最初の行から「point(251, 187)」を含む行まで（両端を含む）を、依頼文も含めてすべて書き出してください。答えの座標の数値だけを1.95倍にスケーリングし、四捨五入で整数にしてください。依頼文とその形式の例にある数値はそのまま残してください。

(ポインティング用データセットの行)
---+---

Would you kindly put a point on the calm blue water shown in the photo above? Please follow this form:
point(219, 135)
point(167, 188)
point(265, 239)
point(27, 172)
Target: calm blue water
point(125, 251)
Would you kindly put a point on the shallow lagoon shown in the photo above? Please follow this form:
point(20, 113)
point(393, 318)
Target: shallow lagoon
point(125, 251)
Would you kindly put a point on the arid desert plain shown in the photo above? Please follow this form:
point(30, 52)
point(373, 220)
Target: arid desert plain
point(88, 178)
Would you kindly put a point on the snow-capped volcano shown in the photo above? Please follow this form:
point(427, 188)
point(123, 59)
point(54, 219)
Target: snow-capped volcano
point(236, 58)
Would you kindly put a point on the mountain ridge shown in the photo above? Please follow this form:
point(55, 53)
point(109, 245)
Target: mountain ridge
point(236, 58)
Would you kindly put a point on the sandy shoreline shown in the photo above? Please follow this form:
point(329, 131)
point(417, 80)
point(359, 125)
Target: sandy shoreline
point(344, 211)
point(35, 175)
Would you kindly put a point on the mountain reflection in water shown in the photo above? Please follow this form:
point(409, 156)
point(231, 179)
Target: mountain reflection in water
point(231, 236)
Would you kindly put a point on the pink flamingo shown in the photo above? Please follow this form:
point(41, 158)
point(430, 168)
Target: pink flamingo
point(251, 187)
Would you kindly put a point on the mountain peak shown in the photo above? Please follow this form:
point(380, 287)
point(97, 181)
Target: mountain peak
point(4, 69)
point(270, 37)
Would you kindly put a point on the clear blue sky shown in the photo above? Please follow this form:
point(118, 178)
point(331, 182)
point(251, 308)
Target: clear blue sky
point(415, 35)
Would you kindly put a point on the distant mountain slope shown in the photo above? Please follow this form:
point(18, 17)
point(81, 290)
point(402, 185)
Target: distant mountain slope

---+---

#### 練習問題の解答:
Would you kindly put a point on the calm blue water shown in the photo above? Please follow this form:
point(219, 135)
point(167, 188)
point(265, 239)
point(27, 172)
Target: calm blue water
point(244, 489)
Would you kindly put a point on the shallow lagoon shown in the photo above? Please follow this form:
point(20, 113)
point(393, 318)
Target: shallow lagoon
point(244, 489)
Would you kindly put a point on the arid desert plain shown in the photo above? Please follow this form:
point(30, 52)
point(373, 220)
Target: arid desert plain
point(172, 347)
Would you kindly put a point on the snow-capped volcano shown in the photo above? Please follow this form:
point(427, 188)
point(123, 59)
point(54, 219)
Target: snow-capped volcano
point(460, 113)
Would you kindly put a point on the mountain ridge shown in the photo above? Please follow this form:
point(55, 53)
point(109, 245)
Target: mountain ridge
point(460, 113)
Would you kindly put a point on the sandy shoreline shown in the photo above? Please follow this form:
point(329, 131)
point(417, 80)
point(359, 125)
Target: sandy shoreline
point(671, 411)
point(68, 341)
Would you kindly put a point on the mountain reflection in water shown in the photo above? Please follow this form:
point(409, 156)
point(231, 179)
Target: mountain reflection in water
point(450, 460)
Would you kindly put a point on the pink flamingo shown in the photo above? Please follow this form:
point(41, 158)
point(430, 168)
Target: pink flamingo
point(489, 365)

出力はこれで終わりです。